- _Your instructions_
Having read the records, set them all down exactly as they appear.
··· Records provided ···
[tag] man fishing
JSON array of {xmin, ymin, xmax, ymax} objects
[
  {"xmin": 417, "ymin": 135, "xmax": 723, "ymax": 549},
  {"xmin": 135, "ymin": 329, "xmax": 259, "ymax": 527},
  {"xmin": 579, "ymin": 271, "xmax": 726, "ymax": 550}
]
···
- _Answer section_
[tag] man fishing
JSON array of {xmin, ymin, xmax, ymax} objects
[
  {"xmin": 417, "ymin": 135, "xmax": 723, "ymax": 549},
  {"xmin": 135, "ymin": 329, "xmax": 259, "ymax": 527},
  {"xmin": 579, "ymin": 271, "xmax": 726, "ymax": 550}
]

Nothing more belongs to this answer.